**PERINTAH A:**
Saring daftar di bawah dan salin setiap baris yang memuat kata "woman". Huruf besar dan kecil dibedakan.

**TEKS DOKUMEN:**
+ + + + +

Diskriminasi Hingga Genosida Minoritas Uighur


Hari ini, permasalahan muslim minoritas bukan sebatas permasalahan kelaparan dan pengungsian, tapi lebih dari itu. Bahwa diskriminasi dengan kekuatan militer harus dilawan dengan kekuatan militer, negara dihadapi oleh negara. Permasalahan ini menjadi tanggung jawab kita muslim sedunia, betapa besar kebutuhan kita terhadap persatuan umat secara global di bawah institusi politik Islam, Khilafah Islamiyah.


Oleh. Muthi Nidaul Fitriyah

NarasiPost.Com-Kehidupan adalah dinamika, bermigrasinya manusia dari satu wilayah satu ke wilayah lainnya adalah bagian dari dinamika sosial yang takan pernah bisa dikebiri. Dari dinamika itulah muncul istilah minoritas yang biasa disematkan kepada komunitas etnis, ras, agama, budaya yang jumlahnya lebih kecil di antara komunitas yang besar.

Namun, dinamika yang natural itu terpaksa harus berhadapan dengan kebijakan-kebijakan pemegang kekuasaan di setiap wilayahnya. Setiap negara memang punya cara sendiri menyikapi keberadaan minoritas, namun secara ideologis kita akan mampu mengindera bahwa ada kesamaan sikap para penguasa terhadap kaum minoritas, yaitu diskriminasi bahkan hingga genosida. Itulah yang nampak, khusus untuk minoritas muslim di berbagai belahan dunia.

Minoritas muslim di bawah rezim represif dan sistem anti-Islam, membuat mereka terus-menerus dihadapkan dengan berbagai diskriminasi baik berupa fisik maupun nonfisik, dalam berbagai bidang kehidupan seperti ekonomi, sosial, budaya, pendidikan, politik dan kebebasan dalam menjalankan ajaran agamanya. Seperti kasus minoritas muslim Uighur di Xinjiang, Cina, terjadi penahanan masal secara sistematis dan terencana. Meski menjadi sorotan dunia, namun kasusnya belum bisa terselesaikan. Justru rezim Cina mengklaim bahwa kamp penahanan tersebut untuk pelatihan kejuruan warga Uighur, sekaligus mencegah radikalisme.

Konflik-konflik yang dialami oleh muslim Uighur sudah terjadi sejak tahun 1884, yakni saat Cina mulai merebut kekuasaan di wilayah mereka di Xinjiang. Kemudian tahun 1933-1944 Uighur mengambil momen memisahkan diri dari Cina dan mendirikan republik independen yang disebut Turkistan Timur, saat Cina dihadapkan dengan peperangan. Namun itu hanya sebentar dan kembali dikuasai Cina. Tahun 1950-1990 etnis Han sebagai komunitas terbesar negara didorong tinggal di Xinjiang, mereka pun terus tumbuh dan menyaingi komunitas Uighur. Kebencian dan diskriminasi kaum mayoritas terhadap minoritas pun terjadi.

+ + + + +

(Catatan anotasi titik)
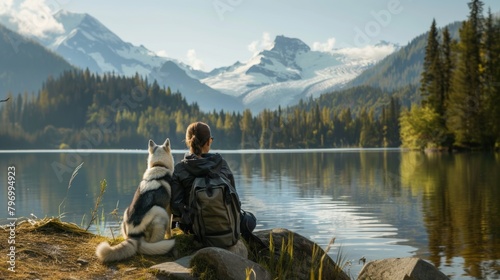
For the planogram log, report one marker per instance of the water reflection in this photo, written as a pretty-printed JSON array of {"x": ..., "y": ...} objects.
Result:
[{"x": 377, "y": 204}]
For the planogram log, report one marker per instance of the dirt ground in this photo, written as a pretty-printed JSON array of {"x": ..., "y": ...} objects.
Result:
[{"x": 51, "y": 249}]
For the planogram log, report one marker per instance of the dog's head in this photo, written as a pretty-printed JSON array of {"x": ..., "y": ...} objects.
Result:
[{"x": 160, "y": 155}]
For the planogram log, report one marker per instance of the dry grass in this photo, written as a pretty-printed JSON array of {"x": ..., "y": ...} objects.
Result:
[{"x": 51, "y": 249}]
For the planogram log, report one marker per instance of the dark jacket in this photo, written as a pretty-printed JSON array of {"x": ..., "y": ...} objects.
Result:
[{"x": 187, "y": 170}]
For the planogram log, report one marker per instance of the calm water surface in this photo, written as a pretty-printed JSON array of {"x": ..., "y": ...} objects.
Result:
[{"x": 375, "y": 203}]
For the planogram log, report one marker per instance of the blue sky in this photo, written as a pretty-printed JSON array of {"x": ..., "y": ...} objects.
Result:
[{"x": 214, "y": 33}]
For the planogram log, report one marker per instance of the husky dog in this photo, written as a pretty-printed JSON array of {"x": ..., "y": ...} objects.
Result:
[{"x": 148, "y": 217}]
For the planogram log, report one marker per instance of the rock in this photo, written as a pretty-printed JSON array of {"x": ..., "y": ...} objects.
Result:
[
  {"x": 82, "y": 261},
  {"x": 302, "y": 261},
  {"x": 178, "y": 269},
  {"x": 401, "y": 268},
  {"x": 217, "y": 263},
  {"x": 239, "y": 249}
]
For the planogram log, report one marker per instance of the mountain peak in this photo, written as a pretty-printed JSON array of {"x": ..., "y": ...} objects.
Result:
[{"x": 286, "y": 44}]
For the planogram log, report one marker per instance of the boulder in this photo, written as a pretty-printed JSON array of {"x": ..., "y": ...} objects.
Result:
[
  {"x": 300, "y": 260},
  {"x": 177, "y": 270},
  {"x": 401, "y": 268},
  {"x": 217, "y": 263},
  {"x": 239, "y": 249}
]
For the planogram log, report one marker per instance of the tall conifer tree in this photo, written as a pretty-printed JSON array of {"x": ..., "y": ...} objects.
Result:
[
  {"x": 431, "y": 80},
  {"x": 464, "y": 114}
]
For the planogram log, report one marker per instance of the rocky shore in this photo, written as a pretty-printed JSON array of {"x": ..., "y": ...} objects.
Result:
[{"x": 51, "y": 249}]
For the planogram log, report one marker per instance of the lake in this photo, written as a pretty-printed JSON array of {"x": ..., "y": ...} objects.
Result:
[{"x": 377, "y": 204}]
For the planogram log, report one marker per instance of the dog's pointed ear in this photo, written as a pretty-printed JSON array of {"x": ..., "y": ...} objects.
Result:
[
  {"x": 152, "y": 144},
  {"x": 167, "y": 144}
]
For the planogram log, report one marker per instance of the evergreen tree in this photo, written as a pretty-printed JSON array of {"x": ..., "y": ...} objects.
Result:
[
  {"x": 432, "y": 76},
  {"x": 465, "y": 110},
  {"x": 491, "y": 57}
]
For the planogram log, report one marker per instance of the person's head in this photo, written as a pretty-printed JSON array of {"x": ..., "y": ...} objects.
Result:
[{"x": 198, "y": 138}]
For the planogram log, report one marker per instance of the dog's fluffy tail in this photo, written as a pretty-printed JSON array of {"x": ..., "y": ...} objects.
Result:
[
  {"x": 125, "y": 249},
  {"x": 130, "y": 247},
  {"x": 157, "y": 248}
]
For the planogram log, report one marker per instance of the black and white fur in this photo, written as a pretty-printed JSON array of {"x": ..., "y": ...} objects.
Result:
[{"x": 148, "y": 217}]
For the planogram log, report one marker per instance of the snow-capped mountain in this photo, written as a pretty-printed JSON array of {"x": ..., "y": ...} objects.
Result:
[
  {"x": 280, "y": 76},
  {"x": 291, "y": 71},
  {"x": 87, "y": 43}
]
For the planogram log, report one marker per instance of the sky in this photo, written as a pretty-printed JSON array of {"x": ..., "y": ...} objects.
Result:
[{"x": 214, "y": 33}]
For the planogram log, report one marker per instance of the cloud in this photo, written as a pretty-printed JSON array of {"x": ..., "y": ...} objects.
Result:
[
  {"x": 162, "y": 53},
  {"x": 5, "y": 6},
  {"x": 194, "y": 61},
  {"x": 376, "y": 52},
  {"x": 32, "y": 17},
  {"x": 265, "y": 43},
  {"x": 324, "y": 47}
]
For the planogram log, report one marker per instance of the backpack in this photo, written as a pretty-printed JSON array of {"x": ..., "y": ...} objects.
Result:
[{"x": 215, "y": 211}]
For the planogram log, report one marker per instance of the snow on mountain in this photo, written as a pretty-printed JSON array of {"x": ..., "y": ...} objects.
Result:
[
  {"x": 282, "y": 75},
  {"x": 87, "y": 43},
  {"x": 291, "y": 71}
]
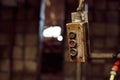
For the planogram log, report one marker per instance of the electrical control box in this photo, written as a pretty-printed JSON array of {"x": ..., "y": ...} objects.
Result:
[{"x": 76, "y": 38}]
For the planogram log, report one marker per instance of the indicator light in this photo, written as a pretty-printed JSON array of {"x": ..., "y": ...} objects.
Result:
[
  {"x": 73, "y": 52},
  {"x": 72, "y": 43},
  {"x": 72, "y": 35}
]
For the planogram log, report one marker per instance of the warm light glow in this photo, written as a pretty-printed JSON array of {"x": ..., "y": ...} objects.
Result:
[{"x": 53, "y": 31}]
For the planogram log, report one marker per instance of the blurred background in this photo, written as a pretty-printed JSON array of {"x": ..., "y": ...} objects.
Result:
[{"x": 33, "y": 39}]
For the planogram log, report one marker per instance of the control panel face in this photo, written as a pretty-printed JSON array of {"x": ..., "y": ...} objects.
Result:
[{"x": 76, "y": 42}]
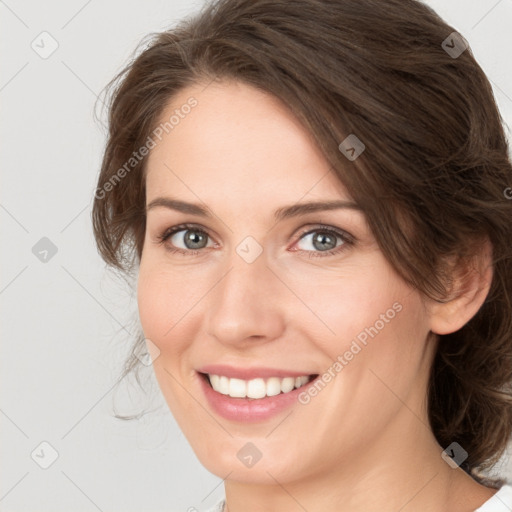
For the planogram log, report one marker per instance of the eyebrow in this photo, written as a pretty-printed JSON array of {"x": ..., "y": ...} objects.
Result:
[{"x": 285, "y": 212}]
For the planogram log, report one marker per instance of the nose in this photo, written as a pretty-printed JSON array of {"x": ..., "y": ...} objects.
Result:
[{"x": 247, "y": 304}]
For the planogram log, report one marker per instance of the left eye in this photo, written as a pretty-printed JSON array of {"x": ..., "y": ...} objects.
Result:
[
  {"x": 191, "y": 239},
  {"x": 322, "y": 240}
]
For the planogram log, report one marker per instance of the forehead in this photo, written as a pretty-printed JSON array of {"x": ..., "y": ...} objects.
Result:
[{"x": 237, "y": 142}]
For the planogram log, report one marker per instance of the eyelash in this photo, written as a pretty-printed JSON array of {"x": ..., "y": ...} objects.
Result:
[{"x": 348, "y": 240}]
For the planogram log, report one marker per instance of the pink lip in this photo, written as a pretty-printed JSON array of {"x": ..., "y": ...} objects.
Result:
[
  {"x": 249, "y": 373},
  {"x": 246, "y": 410}
]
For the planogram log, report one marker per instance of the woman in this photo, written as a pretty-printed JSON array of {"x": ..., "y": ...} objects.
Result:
[{"x": 252, "y": 141}]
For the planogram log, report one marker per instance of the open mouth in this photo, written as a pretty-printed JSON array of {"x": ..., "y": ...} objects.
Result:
[{"x": 255, "y": 388}]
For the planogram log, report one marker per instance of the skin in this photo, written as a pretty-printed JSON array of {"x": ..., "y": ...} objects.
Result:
[{"x": 364, "y": 442}]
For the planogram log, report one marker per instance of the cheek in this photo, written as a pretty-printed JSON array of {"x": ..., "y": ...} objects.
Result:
[{"x": 165, "y": 301}]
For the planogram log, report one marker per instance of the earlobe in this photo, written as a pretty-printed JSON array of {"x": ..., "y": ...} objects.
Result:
[{"x": 470, "y": 287}]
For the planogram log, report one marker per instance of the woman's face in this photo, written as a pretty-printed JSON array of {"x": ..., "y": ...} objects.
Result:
[{"x": 257, "y": 290}]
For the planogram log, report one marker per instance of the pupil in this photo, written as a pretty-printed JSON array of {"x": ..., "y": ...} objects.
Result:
[
  {"x": 194, "y": 238},
  {"x": 321, "y": 239}
]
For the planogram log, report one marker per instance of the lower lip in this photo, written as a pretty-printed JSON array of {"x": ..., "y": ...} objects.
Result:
[{"x": 246, "y": 410}]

+ + + + +

**PERINTAH B:**
Kutip persis bagian teks tentang minoritas Uighur di atas, mulai dari "NarasiPost.Com-Kehidupan adalah dinamika, bermigrasinya" sampai dengan "komunitas yang besar.".

**JAWABAN A:**
For the planogram log, report one marker per instance of the woman in this photo, written as a pretty-printed JSON array of {"x": ..., "y": ...} objects.
For the planogram log, report one marker per instance of the woman's face in this photo, written as a pretty-printed JSON array of {"x": ..., "y": ...} objects.

**JAWABAN B:**
NarasiPost.Com-Kehidupan adalah dinamika, bermigrasinya manusia dari satu wilayah satu ke wilayah lainnya adalah bagian dari dinamika sosial yang takan pernah bisa dikebiri. Dari dinamika itulah muncul istilah minoritas yang biasa disematkan kepada komunitas etnis, ras, agama, budaya yang jumlahnya lebih kecil di antara komunitas yang besar.